[Opening Source data section]

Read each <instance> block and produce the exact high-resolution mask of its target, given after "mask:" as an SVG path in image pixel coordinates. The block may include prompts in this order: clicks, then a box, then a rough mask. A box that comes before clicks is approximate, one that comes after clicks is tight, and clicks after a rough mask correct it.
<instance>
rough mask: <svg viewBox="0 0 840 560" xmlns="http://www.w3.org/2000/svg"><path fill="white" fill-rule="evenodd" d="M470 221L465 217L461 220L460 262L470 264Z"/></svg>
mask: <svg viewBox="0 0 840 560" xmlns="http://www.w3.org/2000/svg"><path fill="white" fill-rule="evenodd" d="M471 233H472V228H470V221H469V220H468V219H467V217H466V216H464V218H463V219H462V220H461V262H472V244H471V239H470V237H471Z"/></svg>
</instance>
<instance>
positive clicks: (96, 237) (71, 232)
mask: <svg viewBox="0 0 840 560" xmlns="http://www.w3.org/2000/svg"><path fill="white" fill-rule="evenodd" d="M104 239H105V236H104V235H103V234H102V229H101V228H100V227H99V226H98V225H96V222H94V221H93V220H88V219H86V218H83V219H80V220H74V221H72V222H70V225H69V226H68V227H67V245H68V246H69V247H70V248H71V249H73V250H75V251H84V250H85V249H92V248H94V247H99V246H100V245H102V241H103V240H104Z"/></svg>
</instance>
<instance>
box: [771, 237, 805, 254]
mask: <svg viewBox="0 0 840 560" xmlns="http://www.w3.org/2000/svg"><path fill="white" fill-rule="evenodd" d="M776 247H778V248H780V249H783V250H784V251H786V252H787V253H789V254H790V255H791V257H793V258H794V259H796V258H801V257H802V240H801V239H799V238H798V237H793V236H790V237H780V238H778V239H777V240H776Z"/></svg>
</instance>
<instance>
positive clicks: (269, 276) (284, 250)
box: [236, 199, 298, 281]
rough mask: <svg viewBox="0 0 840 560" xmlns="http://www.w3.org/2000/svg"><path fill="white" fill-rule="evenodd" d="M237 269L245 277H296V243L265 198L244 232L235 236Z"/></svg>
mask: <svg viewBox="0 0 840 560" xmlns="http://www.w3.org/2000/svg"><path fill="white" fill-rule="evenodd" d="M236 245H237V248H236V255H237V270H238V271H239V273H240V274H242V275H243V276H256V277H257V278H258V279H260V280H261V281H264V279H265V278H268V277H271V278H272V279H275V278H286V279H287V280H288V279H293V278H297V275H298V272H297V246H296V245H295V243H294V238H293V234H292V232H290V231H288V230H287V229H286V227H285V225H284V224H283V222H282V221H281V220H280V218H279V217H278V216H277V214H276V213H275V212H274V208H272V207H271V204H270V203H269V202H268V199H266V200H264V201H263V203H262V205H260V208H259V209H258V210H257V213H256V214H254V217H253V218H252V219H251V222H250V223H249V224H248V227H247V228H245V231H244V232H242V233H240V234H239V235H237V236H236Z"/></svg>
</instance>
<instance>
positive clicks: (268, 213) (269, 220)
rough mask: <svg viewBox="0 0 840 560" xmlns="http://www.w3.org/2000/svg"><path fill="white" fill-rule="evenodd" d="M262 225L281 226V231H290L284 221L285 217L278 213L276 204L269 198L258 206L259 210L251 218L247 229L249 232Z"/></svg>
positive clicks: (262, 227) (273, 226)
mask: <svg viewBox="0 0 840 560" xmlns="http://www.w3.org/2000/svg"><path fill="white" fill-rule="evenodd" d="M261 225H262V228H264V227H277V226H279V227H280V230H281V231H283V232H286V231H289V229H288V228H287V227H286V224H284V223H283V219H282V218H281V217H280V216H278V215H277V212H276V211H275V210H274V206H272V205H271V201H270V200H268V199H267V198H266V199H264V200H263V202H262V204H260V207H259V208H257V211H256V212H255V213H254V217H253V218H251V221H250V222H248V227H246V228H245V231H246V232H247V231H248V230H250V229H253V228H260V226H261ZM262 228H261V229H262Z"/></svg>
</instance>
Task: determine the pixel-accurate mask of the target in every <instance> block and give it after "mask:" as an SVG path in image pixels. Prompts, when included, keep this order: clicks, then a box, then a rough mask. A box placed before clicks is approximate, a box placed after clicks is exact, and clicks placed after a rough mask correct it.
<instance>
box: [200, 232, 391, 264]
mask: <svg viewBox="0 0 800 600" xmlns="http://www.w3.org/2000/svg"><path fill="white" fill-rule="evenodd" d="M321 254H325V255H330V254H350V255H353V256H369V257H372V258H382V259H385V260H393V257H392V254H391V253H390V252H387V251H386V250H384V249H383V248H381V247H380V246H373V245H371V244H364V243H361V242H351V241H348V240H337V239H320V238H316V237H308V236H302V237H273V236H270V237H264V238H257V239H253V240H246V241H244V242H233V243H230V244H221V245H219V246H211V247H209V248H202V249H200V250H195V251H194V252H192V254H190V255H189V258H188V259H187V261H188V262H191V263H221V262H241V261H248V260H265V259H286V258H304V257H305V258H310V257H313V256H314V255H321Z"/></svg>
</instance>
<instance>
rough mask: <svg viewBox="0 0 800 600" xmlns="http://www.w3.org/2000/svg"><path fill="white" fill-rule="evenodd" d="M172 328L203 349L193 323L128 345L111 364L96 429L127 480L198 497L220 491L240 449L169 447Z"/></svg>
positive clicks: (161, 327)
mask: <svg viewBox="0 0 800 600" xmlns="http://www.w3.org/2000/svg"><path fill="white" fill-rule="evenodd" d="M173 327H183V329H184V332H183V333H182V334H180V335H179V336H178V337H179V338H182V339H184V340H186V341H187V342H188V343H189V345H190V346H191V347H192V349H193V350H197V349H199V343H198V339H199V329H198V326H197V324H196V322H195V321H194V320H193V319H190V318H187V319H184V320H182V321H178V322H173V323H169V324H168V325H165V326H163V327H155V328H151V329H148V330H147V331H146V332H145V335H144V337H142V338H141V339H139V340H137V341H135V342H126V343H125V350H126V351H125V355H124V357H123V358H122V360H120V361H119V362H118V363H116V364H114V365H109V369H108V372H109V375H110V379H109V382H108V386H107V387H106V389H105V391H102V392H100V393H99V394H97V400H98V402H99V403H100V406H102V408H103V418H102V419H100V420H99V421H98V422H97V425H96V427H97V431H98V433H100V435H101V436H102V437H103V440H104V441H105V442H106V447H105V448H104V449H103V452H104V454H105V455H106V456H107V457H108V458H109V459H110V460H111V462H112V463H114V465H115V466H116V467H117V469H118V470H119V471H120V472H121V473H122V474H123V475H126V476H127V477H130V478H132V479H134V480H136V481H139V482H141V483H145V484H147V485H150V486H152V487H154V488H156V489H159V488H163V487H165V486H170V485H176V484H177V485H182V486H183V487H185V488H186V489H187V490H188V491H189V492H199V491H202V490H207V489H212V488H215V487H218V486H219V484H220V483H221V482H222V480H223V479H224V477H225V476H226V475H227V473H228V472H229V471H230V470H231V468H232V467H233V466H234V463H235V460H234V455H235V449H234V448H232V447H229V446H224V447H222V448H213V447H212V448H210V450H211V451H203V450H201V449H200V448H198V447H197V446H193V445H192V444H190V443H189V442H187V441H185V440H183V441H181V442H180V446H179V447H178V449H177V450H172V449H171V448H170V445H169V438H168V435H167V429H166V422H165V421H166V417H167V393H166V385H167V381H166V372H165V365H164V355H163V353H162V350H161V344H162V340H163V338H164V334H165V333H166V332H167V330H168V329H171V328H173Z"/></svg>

[Closing Source data section]

Problem to solve: With no additions or omissions, transcribe every record.

Output of the task:
Read each <instance> block and produce the exact high-resolution mask of its target, given after "mask:" as an SVG path in image pixel coordinates. The block may include prompts in this order: clicks, then a box, then a rough mask. A box that comes before clicks is approximate, one that comes after clicks is tight, and clicks after a rough mask correct it.
<instance>
rough mask: <svg viewBox="0 0 840 560" xmlns="http://www.w3.org/2000/svg"><path fill="white" fill-rule="evenodd" d="M470 221L465 217L461 220L460 262L470 264Z"/></svg>
mask: <svg viewBox="0 0 840 560" xmlns="http://www.w3.org/2000/svg"><path fill="white" fill-rule="evenodd" d="M471 233H472V228H470V221H469V220H468V219H467V217H466V216H464V218H463V219H462V220H461V262H472V244H471V239H470V237H471Z"/></svg>
</instance>
<instance>
positive clicks: (96, 237) (71, 232)
mask: <svg viewBox="0 0 840 560" xmlns="http://www.w3.org/2000/svg"><path fill="white" fill-rule="evenodd" d="M104 239H105V236H104V235H103V234H102V229H101V228H100V227H99V226H98V225H96V222H94V221H93V220H88V219H86V218H83V219H80V220H74V221H72V222H70V225H69V226H68V227H67V245H68V246H69V247H70V248H71V249H73V250H75V251H84V250H85V249H92V248H94V247H99V246H100V245H102V241H103V240H104Z"/></svg>
</instance>
<instance>
box: [771, 237, 805, 254]
mask: <svg viewBox="0 0 840 560" xmlns="http://www.w3.org/2000/svg"><path fill="white" fill-rule="evenodd" d="M776 247H778V248H780V249H783V250H784V251H786V252H787V253H789V254H790V255H791V257H793V258H794V259H796V258H801V257H802V240H801V239H799V238H798V237H793V236H790V237H780V238H778V239H777V240H776Z"/></svg>
</instance>
<instance>
positive clicks: (269, 276) (284, 250)
box: [236, 199, 298, 281]
rough mask: <svg viewBox="0 0 840 560" xmlns="http://www.w3.org/2000/svg"><path fill="white" fill-rule="evenodd" d="M237 269L245 277H296V243L265 198L244 232L235 236Z"/></svg>
mask: <svg viewBox="0 0 840 560" xmlns="http://www.w3.org/2000/svg"><path fill="white" fill-rule="evenodd" d="M236 245H237V248H236V255H237V270H238V271H239V273H240V274H242V275H243V276H256V277H257V278H258V279H260V280H261V281H264V279H265V278H268V277H271V278H272V279H275V278H286V279H287V280H288V279H293V278H297V275H298V272H297V246H296V245H295V243H294V238H293V234H292V232H290V231H288V230H287V229H286V227H285V225H284V224H283V222H282V221H281V220H280V218H279V217H278V216H277V214H276V213H275V212H274V208H272V207H271V204H270V203H269V202H268V199H266V200H264V201H263V203H262V205H260V208H259V209H258V210H257V213H256V214H254V217H253V218H252V219H251V222H250V223H249V224H248V227H247V228H245V231H244V232H242V233H240V234H239V235H237V236H236Z"/></svg>
</instance>
<instance>
positive clicks: (268, 213) (269, 220)
rough mask: <svg viewBox="0 0 840 560" xmlns="http://www.w3.org/2000/svg"><path fill="white" fill-rule="evenodd" d="M262 225L281 226V231H290L284 221L285 217L278 213L276 204L269 198L258 206L259 210L251 218L247 229L249 232Z"/></svg>
positive clicks: (262, 227) (273, 226)
mask: <svg viewBox="0 0 840 560" xmlns="http://www.w3.org/2000/svg"><path fill="white" fill-rule="evenodd" d="M261 225H262V228H264V227H277V226H279V227H280V230H281V231H283V232H286V231H289V229H288V228H287V227H286V224H284V223H283V219H282V218H281V217H280V216H278V215H277V212H276V211H275V210H274V206H272V205H271V201H270V200H268V199H267V198H266V199H264V200H263V202H262V204H260V207H259V208H257V211H256V212H255V213H254V217H253V218H251V221H250V222H248V227H246V228H245V231H246V232H247V231H248V230H250V229H253V228H260V226H261ZM262 228H261V229H262Z"/></svg>
</instance>
Task: determine the pixel-accurate mask of the target in every <instance> block and give it after "mask:" as an SVG path in image pixels. Prompts, when included, keep this order: clicks, then a box, then a rough mask. A box placed before clicks is approximate, a box placed after clicks is exact, and clicks placed after a rough mask correct it.
<instance>
box: [200, 232, 391, 264]
mask: <svg viewBox="0 0 800 600" xmlns="http://www.w3.org/2000/svg"><path fill="white" fill-rule="evenodd" d="M321 254H325V255H330V254H350V255H353V256H369V257H372V258H382V259H385V260H393V257H392V254H391V253H390V252H387V251H386V250H384V249H383V248H381V247H380V246H373V245H371V244H364V243H361V242H351V241H348V240H337V239H320V238H316V237H308V236H302V237H273V236H270V237H264V238H257V239H253V240H246V241H244V242H233V243H230V244H221V245H219V246H211V247H209V248H202V249H200V250H195V251H194V252H192V254H190V255H189V258H188V259H187V261H188V262H191V263H221V262H241V261H248V260H265V259H286V258H304V257H305V258H310V257H313V256H314V255H321Z"/></svg>
</instance>
<instance>
rough mask: <svg viewBox="0 0 800 600" xmlns="http://www.w3.org/2000/svg"><path fill="white" fill-rule="evenodd" d="M172 328L203 349L193 323L128 345L111 364L96 429L127 480L198 497L220 491L240 449L169 447Z"/></svg>
positive clicks: (161, 327)
mask: <svg viewBox="0 0 800 600" xmlns="http://www.w3.org/2000/svg"><path fill="white" fill-rule="evenodd" d="M173 327H183V329H184V332H183V333H182V334H180V335H179V336H178V337H179V338H182V339H184V340H186V341H187V342H188V343H189V345H190V346H191V347H192V349H193V350H197V349H199V343H198V339H199V329H198V326H197V324H196V322H195V321H194V320H193V319H190V318H187V319H184V320H182V321H178V322H173V323H169V324H168V325H165V326H163V327H155V328H151V329H148V330H147V331H146V332H145V335H144V337H142V338H141V339H139V340H137V341H135V342H126V343H125V350H126V351H125V355H124V357H123V358H122V360H120V361H119V362H118V363H116V364H114V365H109V369H108V372H109V375H110V379H109V382H108V386H107V387H106V389H105V391H102V392H100V393H99V394H97V400H98V402H99V403H100V406H102V408H103V418H102V419H100V420H99V421H98V422H97V425H96V427H97V431H98V433H100V435H101V436H102V437H103V440H104V441H105V442H106V447H105V448H104V449H103V452H104V454H105V455H106V456H107V457H108V458H109V459H110V460H111V462H112V463H114V465H115V466H116V467H117V469H118V470H119V471H120V472H121V473H122V474H123V475H126V476H127V477H130V478H132V479H134V480H136V481H139V482H141V483H145V484H147V485H150V486H152V487H154V488H156V489H159V488H163V487H165V486H170V485H176V484H177V485H182V486H183V487H185V488H186V489H187V490H188V491H189V492H199V491H202V490H207V489H212V488H215V487H218V486H219V484H220V483H221V482H222V480H223V479H224V477H225V476H226V475H227V473H228V472H229V471H230V470H231V468H232V467H233V466H234V463H235V460H234V455H235V449H234V448H232V447H229V446H224V447H222V448H213V447H212V448H210V450H211V451H203V450H201V449H200V448H198V447H197V446H193V445H192V444H190V443H189V442H187V441H185V440H183V441H181V442H180V446H179V447H178V449H177V450H172V449H171V448H170V445H169V438H168V435H167V429H166V422H165V421H166V417H167V393H166V385H167V381H166V372H165V365H164V355H163V353H162V350H161V344H162V340H163V338H164V334H165V333H166V332H167V330H168V329H171V328H173Z"/></svg>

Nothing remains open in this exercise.